:: Excerpt provided ::

Thursday, 29 July 2010

Meeting in August - and afterwards

posted by kathy

For many years, Beeston Quakers haven't met together in August. This started because it was hard to organise when many members had young families and it gave the small core of Beeston Quakers, who took responsibility for the Meeting week after week, a chance to enjoy other weekend activities and to attend other Meetings.

The people involved with any Meeting change over the years and so do their needs and commitments. This August we're experimenting. There will be a Sunday Meeting for Worship on the first three Sundays in August (the 1st, 8th and 15th) at 10.30 a.m. (but not on the last two Sundays). Visitors are, as always, welcome.

Meanwhile there's a danger that the Day Centre (properly the Middle Street Resource Centre) where we meet will be closed in the current round of County Council cuts. This won't be a disaster for Beeston Quakers who can move to another building or attend other Meetings. However it presents a serious problem for the people who use the Centre in the week - and they're busy campaigning against it.

:::

__Written problem 1__
Repeat the records word for word, starting at their first line and going on through the line with "x=494 y=822".
The text and the records are two separate pieces of material.

:: Record list ::

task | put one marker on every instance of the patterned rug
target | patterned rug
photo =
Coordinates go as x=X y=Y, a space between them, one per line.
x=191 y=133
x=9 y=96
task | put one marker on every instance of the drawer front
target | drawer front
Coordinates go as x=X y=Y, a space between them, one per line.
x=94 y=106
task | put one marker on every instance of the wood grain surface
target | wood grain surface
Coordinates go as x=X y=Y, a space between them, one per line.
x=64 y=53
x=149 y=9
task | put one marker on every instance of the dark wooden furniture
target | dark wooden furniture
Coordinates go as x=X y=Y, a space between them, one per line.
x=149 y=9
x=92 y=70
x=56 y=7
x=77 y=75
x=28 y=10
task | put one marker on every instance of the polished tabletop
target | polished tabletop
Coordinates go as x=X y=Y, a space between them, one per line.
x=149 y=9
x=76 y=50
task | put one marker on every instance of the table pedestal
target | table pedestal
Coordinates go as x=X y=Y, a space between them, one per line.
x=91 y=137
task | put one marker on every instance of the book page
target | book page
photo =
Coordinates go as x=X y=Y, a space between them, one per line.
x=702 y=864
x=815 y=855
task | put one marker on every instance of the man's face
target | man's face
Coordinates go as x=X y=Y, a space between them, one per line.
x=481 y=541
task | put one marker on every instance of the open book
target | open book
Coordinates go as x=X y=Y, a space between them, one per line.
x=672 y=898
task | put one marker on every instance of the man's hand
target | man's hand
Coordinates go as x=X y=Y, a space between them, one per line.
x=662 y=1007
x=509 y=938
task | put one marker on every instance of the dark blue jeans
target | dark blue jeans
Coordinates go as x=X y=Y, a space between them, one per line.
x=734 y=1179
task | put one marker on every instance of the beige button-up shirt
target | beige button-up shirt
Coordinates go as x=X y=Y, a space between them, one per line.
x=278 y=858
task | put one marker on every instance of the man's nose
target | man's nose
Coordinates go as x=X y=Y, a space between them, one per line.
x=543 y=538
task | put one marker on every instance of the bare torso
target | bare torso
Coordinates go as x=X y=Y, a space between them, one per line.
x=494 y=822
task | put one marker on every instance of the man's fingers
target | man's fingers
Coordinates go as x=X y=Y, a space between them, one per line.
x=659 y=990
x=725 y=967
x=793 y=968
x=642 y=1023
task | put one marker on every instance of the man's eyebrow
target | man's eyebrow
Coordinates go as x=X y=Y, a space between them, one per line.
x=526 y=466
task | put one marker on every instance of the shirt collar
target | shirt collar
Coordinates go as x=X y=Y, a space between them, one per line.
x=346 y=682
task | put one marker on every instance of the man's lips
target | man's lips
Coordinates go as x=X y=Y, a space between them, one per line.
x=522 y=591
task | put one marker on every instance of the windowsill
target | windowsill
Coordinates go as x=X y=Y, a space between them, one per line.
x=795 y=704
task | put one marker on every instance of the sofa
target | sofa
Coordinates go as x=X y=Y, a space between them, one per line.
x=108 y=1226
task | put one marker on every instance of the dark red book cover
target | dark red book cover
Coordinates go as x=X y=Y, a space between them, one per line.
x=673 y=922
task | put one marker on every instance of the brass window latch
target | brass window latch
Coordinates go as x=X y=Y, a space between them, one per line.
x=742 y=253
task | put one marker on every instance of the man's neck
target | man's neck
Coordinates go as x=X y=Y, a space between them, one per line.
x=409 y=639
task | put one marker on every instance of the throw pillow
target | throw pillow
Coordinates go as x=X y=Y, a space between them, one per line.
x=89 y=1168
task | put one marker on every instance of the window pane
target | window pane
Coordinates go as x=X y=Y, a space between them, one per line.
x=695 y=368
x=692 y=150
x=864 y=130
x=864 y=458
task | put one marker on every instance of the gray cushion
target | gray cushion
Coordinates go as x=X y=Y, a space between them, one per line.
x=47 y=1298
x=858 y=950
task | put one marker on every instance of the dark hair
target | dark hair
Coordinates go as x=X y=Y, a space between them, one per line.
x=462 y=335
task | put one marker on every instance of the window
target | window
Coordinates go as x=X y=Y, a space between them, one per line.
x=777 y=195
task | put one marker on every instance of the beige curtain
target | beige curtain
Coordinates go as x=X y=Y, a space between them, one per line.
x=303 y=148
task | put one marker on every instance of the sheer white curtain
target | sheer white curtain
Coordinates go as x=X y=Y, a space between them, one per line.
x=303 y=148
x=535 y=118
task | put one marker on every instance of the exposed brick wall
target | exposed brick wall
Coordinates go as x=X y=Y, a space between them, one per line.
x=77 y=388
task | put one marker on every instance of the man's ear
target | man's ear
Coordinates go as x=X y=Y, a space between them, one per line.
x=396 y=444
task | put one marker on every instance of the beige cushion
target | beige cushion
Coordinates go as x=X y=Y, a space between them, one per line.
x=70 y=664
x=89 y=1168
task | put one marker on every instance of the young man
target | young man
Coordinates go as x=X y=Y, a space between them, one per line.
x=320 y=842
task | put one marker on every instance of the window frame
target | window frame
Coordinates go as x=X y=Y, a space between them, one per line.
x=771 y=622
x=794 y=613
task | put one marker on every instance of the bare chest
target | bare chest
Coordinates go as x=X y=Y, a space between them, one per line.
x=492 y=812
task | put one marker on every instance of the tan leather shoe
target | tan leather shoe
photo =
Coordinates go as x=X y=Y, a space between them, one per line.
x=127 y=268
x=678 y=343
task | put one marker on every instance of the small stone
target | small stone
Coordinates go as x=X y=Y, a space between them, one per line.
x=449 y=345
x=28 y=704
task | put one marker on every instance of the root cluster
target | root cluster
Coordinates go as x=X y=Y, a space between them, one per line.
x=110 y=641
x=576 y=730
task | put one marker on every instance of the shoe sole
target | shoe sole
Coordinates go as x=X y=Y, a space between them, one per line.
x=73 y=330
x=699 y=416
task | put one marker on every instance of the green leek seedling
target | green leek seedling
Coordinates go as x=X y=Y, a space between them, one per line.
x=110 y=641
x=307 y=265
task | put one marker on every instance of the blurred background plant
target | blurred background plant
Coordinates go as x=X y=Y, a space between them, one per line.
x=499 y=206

:::

__Written problem 2__
Based on the post about Beeston Quakers meeting in August, answer yes or no to whether each statement agrees with it, quoting the deciding words exactly. (a) A Sunday Meeting for Worship will be held on every Sunday in August. (b) The Day Centre is properly called the Middle Street Resource Centre. (c) Closing the Day Centre would be a disaster for Beeston Quakers.

__Task solution 1__
task | put one marker on every instance of the patterned rug
target | patterned rug
photo =
Coordinates go as x=X y=Y, a space between them, one per line.
x=191 y=133
x=9 y=96
task | put one marker on every instance of the drawer front
target | drawer front
Coordinates go as x=X y=Y, a space between them, one per line.
x=94 y=106
task | put one marker on every instance of the wood grain surface
target | wood grain surface
Coordinates go as x=X y=Y, a space between them, one per line.
x=64 y=53
x=149 y=9
task | put one marker on every instance of the dark wooden furniture
target | dark wooden furniture
Coordinates go as x=X y=Y, a space between them, one per line.
x=149 y=9
x=92 y=70
x=56 y=7
x=77 y=75
x=28 y=10
task | put one marker on every instance of the polished tabletop
target | polished tabletop
Coordinates go as x=X y=Y, a space between them, one per line.
x=149 y=9
x=76 y=50
task | put one marker on every instance of the table pedestal
target | table pedestal
Coordinates go as x=X y=Y, a space between them, one per line.
x=91 y=137
task | put one marker on every instance of the book page
target | book page
photo =
Coordinates go as x=X y=Y, a space between them, one per line.
x=702 y=864
x=815 y=855
task | put one marker on every instance of the man's face
target | man's face
Coordinates go as x=X y=Y, a space between them, one per line.
x=481 y=541
task | put one marker on every instance of the open book
target | open book
Coordinates go as x=X y=Y, a space between them, one per line.
x=672 y=898
task | put one marker on every instance of the man's hand
target | man's hand
Coordinates go as x=X y=Y, a space between them, one per line.
x=662 y=1007
x=509 y=938
task | put one marker on every instance of the dark blue jeans
target | dark blue jeans
Coordinates go as x=X y=Y, a space between them, one per line.
x=734 y=1179
task | put one marker on every instance of the beige button-up shirt
target | beige button-up shirt
Coordinates go as x=X y=Y, a space between them, one per line.
x=278 y=858
task | put one marker on every instance of the man's nose
target | man's nose
Coordinates go as x=X y=Y, a space between them, one per line.
x=543 y=538
task | put one marker on every instance of the bare torso
target | bare torso
Coordinates go as x=X y=Y, a space between them, one per line.
x=494 y=822

__Task solution 2__
(a) No: "(but not on the last two Sundays)"
(b) Yes: "the Day Centre (properly the Middle Street Resource Centre)"
(c) No: "This won't be a disaster for Beeston Quakers"